_SUPPLIED RECORDS_
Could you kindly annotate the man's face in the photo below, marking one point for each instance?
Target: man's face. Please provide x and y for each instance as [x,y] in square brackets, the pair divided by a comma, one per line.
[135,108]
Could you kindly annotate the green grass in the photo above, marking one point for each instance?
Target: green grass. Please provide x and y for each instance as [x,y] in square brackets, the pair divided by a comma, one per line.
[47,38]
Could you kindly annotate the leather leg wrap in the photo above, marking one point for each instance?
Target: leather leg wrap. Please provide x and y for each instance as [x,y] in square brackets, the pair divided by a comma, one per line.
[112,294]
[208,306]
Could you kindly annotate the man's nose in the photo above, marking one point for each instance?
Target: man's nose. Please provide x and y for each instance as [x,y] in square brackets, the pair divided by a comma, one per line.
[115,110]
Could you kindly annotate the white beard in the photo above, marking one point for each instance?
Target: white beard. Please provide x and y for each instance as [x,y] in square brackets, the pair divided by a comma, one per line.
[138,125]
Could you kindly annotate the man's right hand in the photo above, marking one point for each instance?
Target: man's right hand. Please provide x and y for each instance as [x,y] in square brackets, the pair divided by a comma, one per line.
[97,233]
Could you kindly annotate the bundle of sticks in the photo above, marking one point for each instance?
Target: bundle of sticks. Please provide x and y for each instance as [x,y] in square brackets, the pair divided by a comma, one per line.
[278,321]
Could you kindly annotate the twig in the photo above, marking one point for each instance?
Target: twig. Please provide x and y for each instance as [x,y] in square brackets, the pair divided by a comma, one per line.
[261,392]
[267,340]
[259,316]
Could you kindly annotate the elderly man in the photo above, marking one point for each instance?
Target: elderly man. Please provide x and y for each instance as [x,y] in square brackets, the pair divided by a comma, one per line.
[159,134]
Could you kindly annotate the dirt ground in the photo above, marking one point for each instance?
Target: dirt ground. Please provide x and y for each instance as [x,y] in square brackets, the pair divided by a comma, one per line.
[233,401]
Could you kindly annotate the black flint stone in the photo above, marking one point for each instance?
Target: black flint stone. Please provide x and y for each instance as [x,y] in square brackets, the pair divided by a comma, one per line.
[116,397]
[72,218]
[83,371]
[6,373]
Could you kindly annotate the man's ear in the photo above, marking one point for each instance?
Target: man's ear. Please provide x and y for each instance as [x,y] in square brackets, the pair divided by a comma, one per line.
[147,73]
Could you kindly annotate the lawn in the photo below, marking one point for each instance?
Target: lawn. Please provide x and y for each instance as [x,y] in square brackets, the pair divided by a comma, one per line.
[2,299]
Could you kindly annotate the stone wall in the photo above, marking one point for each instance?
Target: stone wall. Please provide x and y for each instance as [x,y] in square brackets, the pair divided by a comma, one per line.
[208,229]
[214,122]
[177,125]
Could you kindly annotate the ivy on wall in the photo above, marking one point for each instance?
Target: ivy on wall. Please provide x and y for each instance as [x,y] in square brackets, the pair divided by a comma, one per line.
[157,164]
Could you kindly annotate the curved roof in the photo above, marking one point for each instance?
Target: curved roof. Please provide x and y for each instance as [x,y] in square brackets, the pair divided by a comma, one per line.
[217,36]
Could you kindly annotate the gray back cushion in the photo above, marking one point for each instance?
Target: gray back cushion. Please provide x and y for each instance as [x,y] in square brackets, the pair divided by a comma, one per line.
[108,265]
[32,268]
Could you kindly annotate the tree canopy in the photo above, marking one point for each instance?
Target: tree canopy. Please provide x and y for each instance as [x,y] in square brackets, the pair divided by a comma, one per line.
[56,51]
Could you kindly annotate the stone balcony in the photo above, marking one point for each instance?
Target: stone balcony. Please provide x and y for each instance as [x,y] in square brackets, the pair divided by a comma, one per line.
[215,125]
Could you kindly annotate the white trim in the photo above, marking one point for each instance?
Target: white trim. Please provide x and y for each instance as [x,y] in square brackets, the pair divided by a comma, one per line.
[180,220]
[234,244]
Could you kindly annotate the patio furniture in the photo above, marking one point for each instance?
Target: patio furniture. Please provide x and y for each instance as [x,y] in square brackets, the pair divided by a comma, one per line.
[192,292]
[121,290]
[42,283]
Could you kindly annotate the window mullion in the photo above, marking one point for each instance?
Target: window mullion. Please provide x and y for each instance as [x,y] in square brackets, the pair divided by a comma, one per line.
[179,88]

_WHAT IS NEEDED_
Copy all of the rows above word for word, without changing anything.

_RESULT OF THE TASK_
Could you kindly annotate the man's face in the photo below, marking one point for each instance?
Target: man's face. Please provide x and y for each instance as [x,y] in square brackets, the pair divided by a comma, one per line.
[135,108]
Could you kindly annotate the green grass in the photo above, marking one point for each instance?
Target: green grass. Please provide x and y for each instance as [x,y] in square brackets, the pair divided by a comma, one per line.
[47,38]
Could you kindly annotate the leather leg wrap in the photo above, marking one point for each instance?
Target: leather leg wrap. Please provide x and y for each instance as [x,y] in square brackets, the pair divided by a comma, one per line.
[112,294]
[208,306]
Could you kindly annotate the man's nose in the photo above, marking one point for each instance?
Target: man's nose. Please provide x and y for each instance as [x,y] in square brackets, the pair divided by a comma, one per line.
[115,110]
Could you kindly annotate the white beard in the photo above, marking one point for each instance?
Target: white beard. Please provide x and y for each instance as [x,y] in square brackets, the pair divided by a comma, one per line.
[138,125]
Could you kindly annotate the man's right hand in the photo above, marking one point for each instance?
Target: man's right hand. Please provide x and y for each instance as [x,y] in square brackets, the pair divided by a comma, one per line.
[97,233]
Could you kindly annotate the bundle of sticks in the photo above, marking one point for each instance?
Target: bundle of sticks. Please provide x and y for each instance as [x,y] in square brackets, the pair divided by a comma, one per line.
[278,321]
Could you kindly annotate the twig in the photo above, marking one point for each instance?
Target: twig. Please provide x and y for each instance as [x,y] in square brackets, the pair divided by a comma, one per line.
[261,392]
[267,340]
[259,316]
Could you kindly annotate the elderly man in the photo above, marking one point for each instance?
Target: elderly man. Please provide x and y for each instance as [x,y] in square brackets, the pair divided by a comma, one per line.
[159,134]
Could you kindly annotate the dirt ground in the photo above, marking one point for each instance?
Target: dirt ground. Please provide x and y for each instance as [x,y] in square brackets, the pair divided by a comma, one per line.
[233,401]
Could you kindly annotate the black flint stone in the photo above, marking one point for each instance?
Target: black flint stone. Please provide x and y for each instance as [x,y] in square brackets, the pair divided by a comma, one per line.
[116,397]
[72,218]
[83,371]
[6,373]
Could you kindly annotate the man's ear in the photo above, marking one point for each instance?
Target: man's ear. Please provide x and y for each instance as [x,y] in square brackets, the pair divided by a comma, one per line.
[147,73]
Could you kindly annotate the lawn in the photo below, marking one point for each instance?
Target: lawn. Please provide x and y for each instance as [x,y] in square brackets, the pair divided by a comma, one per line.
[2,299]
Could you kindly annotate the stone wall in the photo above, marking one point for each instance?
Target: stone wall. Please provide x and y for each instance as [x,y] in square brackets, the pair divided by a comma, one per line.
[208,229]
[214,122]
[177,125]
Could you kindly annotate the ivy on wall in the photo above, marking one point for each instance?
Target: ivy on wall. Please provide x and y for each instance as [x,y] in square brackets, the pair divided by a comma, one per line.
[157,164]
Could you kindly annotate the curved roof in the photo above, marking one point for each instance?
Target: curved roof. Please provide x and y for each instance as [x,y] in square brackets, the pair divided by a comma, one per line.
[217,36]
Could you kindly annotate the gray back cushion in the photo above, marking one point for each instance?
Target: gray back cushion. Please provide x and y for each instance as [x,y] in square brackets, the pair divided by a comma, one per line.
[108,265]
[32,268]
Could you kindly annotate the tree canopy in the photo above, marking one point for each instance?
Target: tree canopy. Please provide x and y for each instance as [x,y] in square brackets, the pair divided by a comma, one per line.
[56,51]
Could you kindly annotate the stone balcony in the photo above, marking one point for each instance?
Target: stone balcony. Please provide x and y for each instance as [x,y] in square brackets, the pair divided by a comma, one per line.
[215,125]
Could you kindly annotate the white trim in the photo above, marking one point for each instance?
Target: white trim. Please provide x and y for each instance as [x,y] in square brackets, the pair divided by a comma, one per line.
[180,220]
[234,244]
Could you kindly annotate the patio furniture in the photo above, marking one point for each instance?
Target: patio furniture. Please provide x and y for each instance as [x,y] in square brackets, the pair divided by a comma, one per line.
[192,292]
[121,290]
[42,283]
Could you kindly annotate the window mullion in the photo above, marking one point for each instance?
Target: window mullion. Please provide x and y for each instance as [x,y] in square brackets, the pair divided by a comma, one per line.
[179,88]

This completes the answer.